▶ _WRITTEN TASK_
Swap "pin" for "marker" throughout the records and write them out again with everything else unchanged. Leave the pictures out.

▶ _EXTRACTED DATA_
===============

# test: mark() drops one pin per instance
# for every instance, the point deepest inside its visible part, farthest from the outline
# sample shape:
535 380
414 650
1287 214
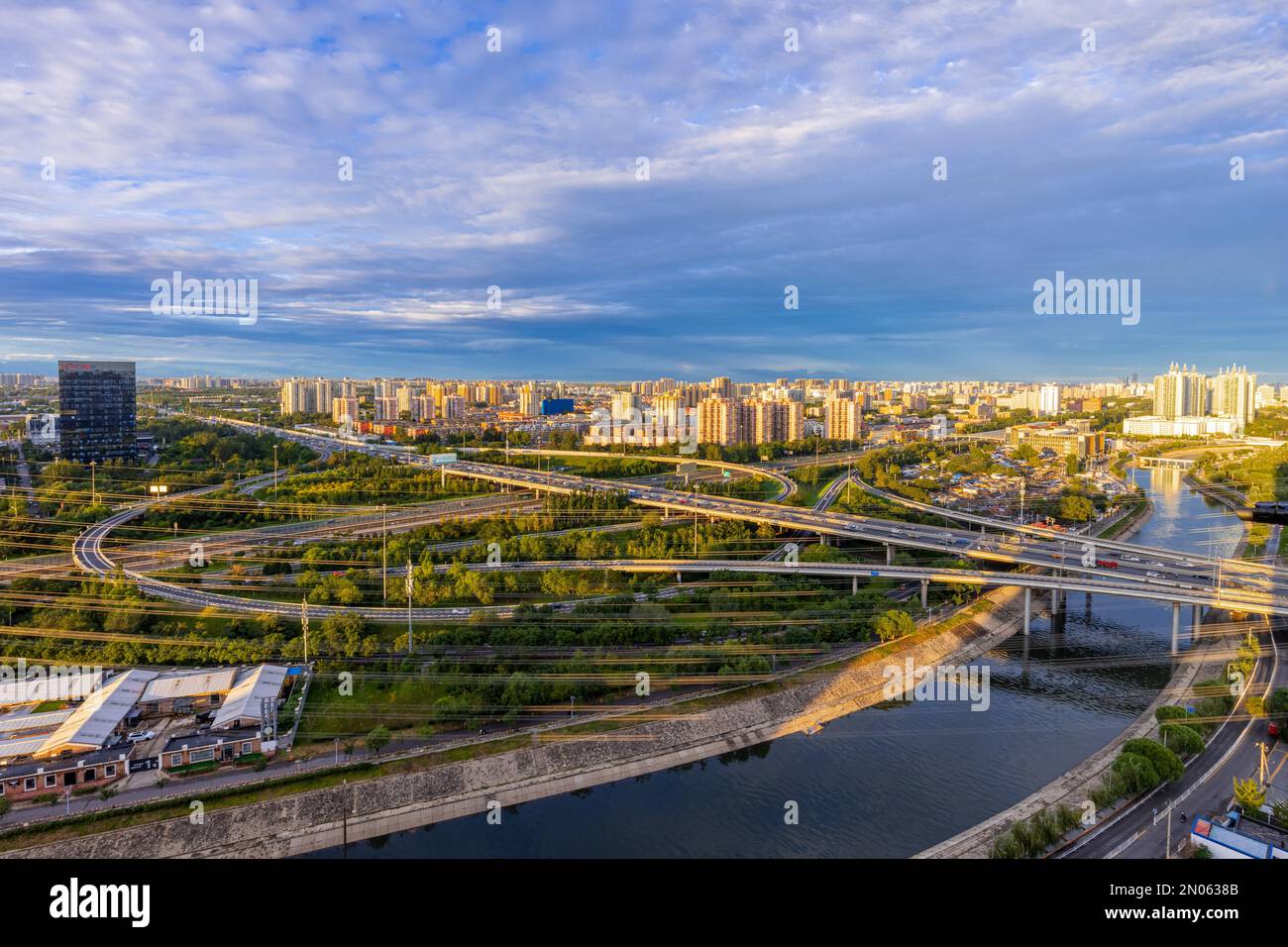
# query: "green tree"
1248 793
378 738
894 624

===============

▶ _EXERCISE ANSWER_
# test: mark() drops one marker per instance
# for every instance, the point deepest inside its visible part, farthest from the outline
# sample shape:
535 380
414 650
1287 214
# query: "green tree"
1248 793
378 738
894 624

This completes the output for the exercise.